Extrait du texte:
┏━━
Cette différence se joue jusque dans la relation entretenue avec l'objet. "Je prends possession de l'objet qui m'est destiné et j'en fais usage. Utiliser un objet c'est aussi courir le risque de l'abimer, de le briser. Il n'y a pas de vénération. Cette retenue dans la relation à l'objet est aussi très caractéristique de la culture des artisans d'art qui ont le respect de l'ouvrage mais ne prennent pas le vertige" développe Dominique Reynié.
L'objet rare devient précieux dans la mesure où il entre dans notre intimité et sa perte ou sa destruction provoque un manque, une absence. Pour Dominique Reynié, ce sentiment de perte procure une expérience oubliée avec laquelle nous avons besoin de renouer dans une époque où la destruction engendre la consommation. "D'une certaine manière le drame de la destruction s'inscrit dans le développement durable. Ce phénomène nous met à nouveau en relation avec l'équilibre nécessaire qui consiste à ne pas détruire autant et ni systématiquement"
┗━━
Consigne:
Selon l'extrait sur la relation à l'objet, dans quelle mesure l'objet rare devient-il précieux ?

Données extraites:
┏━━
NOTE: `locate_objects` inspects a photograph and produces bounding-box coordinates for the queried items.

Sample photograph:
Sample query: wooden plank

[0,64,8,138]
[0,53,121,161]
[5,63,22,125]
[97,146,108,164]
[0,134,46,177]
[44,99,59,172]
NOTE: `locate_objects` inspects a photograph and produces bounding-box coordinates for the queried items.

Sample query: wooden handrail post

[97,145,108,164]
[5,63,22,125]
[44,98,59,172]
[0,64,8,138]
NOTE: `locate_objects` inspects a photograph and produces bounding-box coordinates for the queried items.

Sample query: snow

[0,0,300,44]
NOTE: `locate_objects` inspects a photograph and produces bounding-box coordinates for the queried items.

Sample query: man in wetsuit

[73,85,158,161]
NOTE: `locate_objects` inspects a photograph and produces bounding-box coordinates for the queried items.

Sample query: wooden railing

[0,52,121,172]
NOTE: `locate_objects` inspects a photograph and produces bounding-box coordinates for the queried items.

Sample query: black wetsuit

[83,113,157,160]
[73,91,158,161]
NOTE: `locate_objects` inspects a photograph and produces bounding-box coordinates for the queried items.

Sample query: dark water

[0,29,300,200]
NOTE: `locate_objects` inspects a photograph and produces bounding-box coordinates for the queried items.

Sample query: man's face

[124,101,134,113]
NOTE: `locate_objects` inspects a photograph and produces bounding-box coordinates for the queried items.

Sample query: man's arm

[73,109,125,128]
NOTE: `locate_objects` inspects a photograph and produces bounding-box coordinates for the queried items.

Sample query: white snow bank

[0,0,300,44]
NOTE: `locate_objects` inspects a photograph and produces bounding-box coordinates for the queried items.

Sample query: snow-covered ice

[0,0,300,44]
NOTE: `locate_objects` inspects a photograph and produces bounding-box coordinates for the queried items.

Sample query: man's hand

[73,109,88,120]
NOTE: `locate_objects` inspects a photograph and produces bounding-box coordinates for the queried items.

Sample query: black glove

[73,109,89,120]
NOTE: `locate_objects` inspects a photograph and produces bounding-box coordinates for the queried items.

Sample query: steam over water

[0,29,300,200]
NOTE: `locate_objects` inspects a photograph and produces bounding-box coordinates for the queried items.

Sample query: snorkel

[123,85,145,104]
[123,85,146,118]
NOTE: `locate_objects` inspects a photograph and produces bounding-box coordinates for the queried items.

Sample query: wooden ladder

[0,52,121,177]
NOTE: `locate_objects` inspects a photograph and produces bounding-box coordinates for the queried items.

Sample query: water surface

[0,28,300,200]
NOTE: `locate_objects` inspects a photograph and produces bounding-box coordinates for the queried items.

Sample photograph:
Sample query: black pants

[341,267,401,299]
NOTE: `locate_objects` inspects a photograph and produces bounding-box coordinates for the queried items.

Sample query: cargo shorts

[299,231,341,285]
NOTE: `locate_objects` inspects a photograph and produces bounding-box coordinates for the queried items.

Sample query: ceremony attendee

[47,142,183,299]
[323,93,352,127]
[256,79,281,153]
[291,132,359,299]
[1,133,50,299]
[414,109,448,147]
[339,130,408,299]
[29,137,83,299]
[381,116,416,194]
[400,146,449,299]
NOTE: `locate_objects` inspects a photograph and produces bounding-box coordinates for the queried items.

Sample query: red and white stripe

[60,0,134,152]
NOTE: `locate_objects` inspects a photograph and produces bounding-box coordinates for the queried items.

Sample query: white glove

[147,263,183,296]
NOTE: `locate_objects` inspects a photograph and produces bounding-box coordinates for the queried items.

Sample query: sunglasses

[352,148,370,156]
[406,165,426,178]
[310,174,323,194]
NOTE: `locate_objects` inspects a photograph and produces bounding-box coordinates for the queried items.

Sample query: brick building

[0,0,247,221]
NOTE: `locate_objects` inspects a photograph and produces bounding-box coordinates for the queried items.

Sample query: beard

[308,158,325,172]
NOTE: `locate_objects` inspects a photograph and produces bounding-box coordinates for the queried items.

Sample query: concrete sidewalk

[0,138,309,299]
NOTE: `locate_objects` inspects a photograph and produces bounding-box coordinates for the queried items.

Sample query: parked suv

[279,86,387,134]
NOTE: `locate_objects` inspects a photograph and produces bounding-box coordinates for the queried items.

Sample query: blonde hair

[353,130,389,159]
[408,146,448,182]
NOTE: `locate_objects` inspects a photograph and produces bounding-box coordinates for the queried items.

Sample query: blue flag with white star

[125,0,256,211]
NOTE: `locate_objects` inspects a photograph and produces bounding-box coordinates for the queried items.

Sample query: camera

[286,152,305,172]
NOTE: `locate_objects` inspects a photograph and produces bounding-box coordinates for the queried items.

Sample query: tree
┗━━
Réponse:
Dans la mesure où il entre dans notre intimité.